§ Deskripsi Latihan: Tulis ulang baris-baris di bawah ini dengan mengganti "innermost point" menjadi "most central point" di setiap catatan tanpa mengubah bagian lainnya.

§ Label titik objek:
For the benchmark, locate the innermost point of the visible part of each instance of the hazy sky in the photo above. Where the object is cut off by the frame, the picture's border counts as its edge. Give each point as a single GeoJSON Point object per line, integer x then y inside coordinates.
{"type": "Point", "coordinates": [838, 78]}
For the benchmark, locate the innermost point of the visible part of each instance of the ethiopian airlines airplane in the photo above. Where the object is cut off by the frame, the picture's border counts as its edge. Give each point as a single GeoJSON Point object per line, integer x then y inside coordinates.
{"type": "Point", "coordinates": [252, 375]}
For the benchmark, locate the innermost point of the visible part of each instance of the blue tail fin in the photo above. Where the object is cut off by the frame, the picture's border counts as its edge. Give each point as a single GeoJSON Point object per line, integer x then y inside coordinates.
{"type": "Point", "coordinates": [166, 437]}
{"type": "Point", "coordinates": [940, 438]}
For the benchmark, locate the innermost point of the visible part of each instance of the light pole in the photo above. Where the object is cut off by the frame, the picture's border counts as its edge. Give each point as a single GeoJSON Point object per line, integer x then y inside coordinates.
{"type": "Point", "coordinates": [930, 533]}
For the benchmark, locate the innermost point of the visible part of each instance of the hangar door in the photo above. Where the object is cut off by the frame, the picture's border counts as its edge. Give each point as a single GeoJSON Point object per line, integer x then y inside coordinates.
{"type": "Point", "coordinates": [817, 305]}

§ Jawaban Latihan:
For the benchmark, locate the most central point of the visible part of each instance of the hazy sky in the photo above. Where the object is cut off by the frame, the picture's border counts as its edge. Give each point as a single GeoJSON Point object per line, integer x then y inside coordinates.
{"type": "Point", "coordinates": [838, 78]}
For the benchmark, locate the most central point of the visible part of each instance of the ethiopian airlines airplane in the photo above. Where the object is cut off by the frame, the picture's border counts as its edge. Give each point as a single GeoJSON Point object per line, integer x then y inside coordinates.
{"type": "Point", "coordinates": [252, 375]}
For the benchmark, locate the most central point of the visible part of each instance of the blue tail fin in the photo above. Where the object is cut off by the frame, the picture's border counts as its edge. Give each point as a single GeoJSON Point object per line, integer x then y inside coordinates.
{"type": "Point", "coordinates": [166, 437]}
{"type": "Point", "coordinates": [940, 438]}
For the benchmark, locate the most central point of the visible part of each instance of the light pole in the photo above. Where the object is cut off by the frame, the picture's border counts as its edge. Give each point as a single GeoJSON Point object per line, integer x then y inside coordinates.
{"type": "Point", "coordinates": [930, 533]}
For the benchmark, locate the most central point of the visible part of each instance of the hangar door in the photo above. Where the object is cut off by the frame, the picture's border counts as its edge. Give each point as a single GeoJSON Point object per line, integer x then y inside coordinates.
{"type": "Point", "coordinates": [817, 305]}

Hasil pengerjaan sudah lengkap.